→ **PROBLEM DETAILS**
Your task is to return the span of lines beginning at the one with "Where can you spot the wooden plank wall" and ending at the last line of the data, exactly as it stands.

== EXTRACTED INFORMATION ==

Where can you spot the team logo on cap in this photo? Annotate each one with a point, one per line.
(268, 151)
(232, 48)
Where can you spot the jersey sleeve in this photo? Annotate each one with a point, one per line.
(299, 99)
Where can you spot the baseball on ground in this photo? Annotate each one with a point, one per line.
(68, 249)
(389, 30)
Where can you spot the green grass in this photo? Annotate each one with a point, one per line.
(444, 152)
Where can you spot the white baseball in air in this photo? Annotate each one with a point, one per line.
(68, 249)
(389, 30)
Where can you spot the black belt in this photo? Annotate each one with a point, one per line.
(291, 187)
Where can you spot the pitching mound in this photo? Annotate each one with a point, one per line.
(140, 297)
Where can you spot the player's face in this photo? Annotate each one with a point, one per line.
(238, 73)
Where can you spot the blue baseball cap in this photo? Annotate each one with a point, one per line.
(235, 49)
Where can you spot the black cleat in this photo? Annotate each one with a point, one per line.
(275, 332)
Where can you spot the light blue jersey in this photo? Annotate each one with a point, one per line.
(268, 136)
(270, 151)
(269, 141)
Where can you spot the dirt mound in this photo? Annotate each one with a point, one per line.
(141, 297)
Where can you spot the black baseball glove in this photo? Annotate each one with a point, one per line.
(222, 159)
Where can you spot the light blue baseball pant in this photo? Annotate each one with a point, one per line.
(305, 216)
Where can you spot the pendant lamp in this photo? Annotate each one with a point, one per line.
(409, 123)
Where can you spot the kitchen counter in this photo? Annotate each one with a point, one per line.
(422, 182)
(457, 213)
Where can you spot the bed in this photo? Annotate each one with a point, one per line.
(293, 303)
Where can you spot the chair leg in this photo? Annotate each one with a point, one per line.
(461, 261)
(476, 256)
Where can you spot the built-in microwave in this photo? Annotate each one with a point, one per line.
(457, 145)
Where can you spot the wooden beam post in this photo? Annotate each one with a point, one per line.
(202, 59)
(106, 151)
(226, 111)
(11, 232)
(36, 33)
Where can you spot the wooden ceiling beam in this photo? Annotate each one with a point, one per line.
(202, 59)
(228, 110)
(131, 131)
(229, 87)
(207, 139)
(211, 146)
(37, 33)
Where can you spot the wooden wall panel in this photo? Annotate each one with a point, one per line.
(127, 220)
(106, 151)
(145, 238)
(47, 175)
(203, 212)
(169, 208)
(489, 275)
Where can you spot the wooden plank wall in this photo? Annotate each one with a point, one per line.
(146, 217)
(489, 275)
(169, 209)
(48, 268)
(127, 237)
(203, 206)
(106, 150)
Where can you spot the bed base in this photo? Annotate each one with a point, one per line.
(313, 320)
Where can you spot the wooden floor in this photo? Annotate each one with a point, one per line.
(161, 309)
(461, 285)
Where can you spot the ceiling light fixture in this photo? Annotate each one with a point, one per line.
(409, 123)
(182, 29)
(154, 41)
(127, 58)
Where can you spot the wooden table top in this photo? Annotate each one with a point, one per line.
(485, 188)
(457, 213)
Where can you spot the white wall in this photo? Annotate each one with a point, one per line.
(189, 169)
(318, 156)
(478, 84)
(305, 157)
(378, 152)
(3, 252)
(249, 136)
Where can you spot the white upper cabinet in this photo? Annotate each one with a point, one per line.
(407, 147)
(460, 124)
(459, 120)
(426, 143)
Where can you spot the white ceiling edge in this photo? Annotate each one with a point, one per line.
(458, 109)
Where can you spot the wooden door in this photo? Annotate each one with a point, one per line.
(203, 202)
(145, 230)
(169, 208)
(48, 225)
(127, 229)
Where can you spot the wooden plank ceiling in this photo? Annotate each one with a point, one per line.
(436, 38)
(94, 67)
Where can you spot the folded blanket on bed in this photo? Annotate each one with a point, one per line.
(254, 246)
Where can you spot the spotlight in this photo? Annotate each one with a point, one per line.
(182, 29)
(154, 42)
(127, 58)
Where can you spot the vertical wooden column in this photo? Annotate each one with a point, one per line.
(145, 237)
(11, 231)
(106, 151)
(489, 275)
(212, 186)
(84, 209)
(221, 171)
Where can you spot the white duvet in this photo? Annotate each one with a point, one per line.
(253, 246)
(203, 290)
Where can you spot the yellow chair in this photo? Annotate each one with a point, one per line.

===

→ **OUTPUT OF THE EXERCISE**
Where can you spot the wooden plank wall in this photo? Annotate each one with a point, one per line.
(146, 217)
(489, 275)
(169, 209)
(48, 268)
(127, 237)
(203, 206)
(106, 150)
Where can you spot the bed base in this photo? Annotate each one with a point, one per line.
(313, 320)
Where can you spot the wooden floor in this photo? Annotate each one with a point, one per line.
(161, 309)
(461, 285)
Where can you spot the ceiling light fixture in this photo? Annotate each one with a point, one per line.
(409, 123)
(182, 29)
(154, 41)
(127, 58)
Where can you spot the wooden table top in this photo? Annotate each one with a point, one per line.
(485, 188)
(457, 213)
Where can you spot the white wall in this photo? Annotate each one with a point, one per line.
(189, 169)
(318, 156)
(478, 84)
(305, 157)
(378, 152)
(3, 252)
(249, 136)
Where can you spot the white upper cabinet in this photo? Annotate each one with a point, one per line.
(407, 147)
(460, 124)
(459, 120)
(426, 143)
Where can you spot the white ceiling edge in this photo? Annotate each one with a point, one per line.
(458, 109)
Where can you spot the wooden door in this photo? Annotate each one with a point, one per line.
(203, 202)
(145, 230)
(169, 208)
(48, 225)
(127, 229)
Where can you spot the wooden plank ceiling in this photo? Annotate each one with a point, one per line.
(436, 38)
(94, 67)
Where can you spot the folded blanket on bed in this photo? Annotate each one with a point, one per line.
(254, 246)
Where can you spot the spotlight in this photo? Annotate each one with a point, one per line.
(182, 29)
(154, 42)
(127, 58)
Where can you spot the vertical wooden column in this photo? Annotate each one with a point, one per line.
(145, 237)
(11, 231)
(106, 151)
(489, 275)
(212, 186)
(84, 209)
(221, 171)
Where can you spot the white duvet in this photo? Annotate each one with a point, one per line.
(253, 246)
(203, 290)
Where can you spot the yellow chair in this photo? Annotate each one with a point, one per line.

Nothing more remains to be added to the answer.